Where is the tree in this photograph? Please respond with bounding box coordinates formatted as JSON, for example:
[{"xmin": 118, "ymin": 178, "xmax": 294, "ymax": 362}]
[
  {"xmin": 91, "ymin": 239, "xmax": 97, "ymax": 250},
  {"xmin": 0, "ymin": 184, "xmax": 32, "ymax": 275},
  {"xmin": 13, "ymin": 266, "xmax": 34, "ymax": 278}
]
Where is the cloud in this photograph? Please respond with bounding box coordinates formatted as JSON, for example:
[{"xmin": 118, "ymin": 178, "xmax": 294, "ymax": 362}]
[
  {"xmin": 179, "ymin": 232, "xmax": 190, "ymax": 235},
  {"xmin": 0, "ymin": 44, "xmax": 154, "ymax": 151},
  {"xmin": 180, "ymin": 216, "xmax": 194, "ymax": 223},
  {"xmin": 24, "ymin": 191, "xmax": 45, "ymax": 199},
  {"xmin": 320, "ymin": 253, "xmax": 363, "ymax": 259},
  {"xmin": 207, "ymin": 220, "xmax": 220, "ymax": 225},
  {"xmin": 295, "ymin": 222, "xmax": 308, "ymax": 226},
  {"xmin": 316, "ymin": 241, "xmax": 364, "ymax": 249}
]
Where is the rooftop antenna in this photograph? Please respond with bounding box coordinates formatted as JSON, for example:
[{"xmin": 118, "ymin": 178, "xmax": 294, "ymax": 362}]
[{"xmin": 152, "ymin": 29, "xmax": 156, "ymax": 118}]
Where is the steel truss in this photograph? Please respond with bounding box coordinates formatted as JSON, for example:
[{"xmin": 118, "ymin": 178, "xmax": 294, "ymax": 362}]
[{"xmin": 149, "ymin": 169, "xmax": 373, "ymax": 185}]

===

• **Your assignment**:
Among the lines above, which hold the word "this"? Report each one.

• **Answer for the task**:
Where is the tree in this photograph? Please respond with bounding box coordinates formatted as JSON, for example:
Where is the cloud in this photograph? Please respond with bounding box coordinates formatted as JSON, for example:
Where is the rooftop antenna in this photograph? Please respond with bounding box coordinates formatted as JSON, for example:
Where is the steel truss in this photograph? Please respond with bounding box coordinates formatted as JSON, for example:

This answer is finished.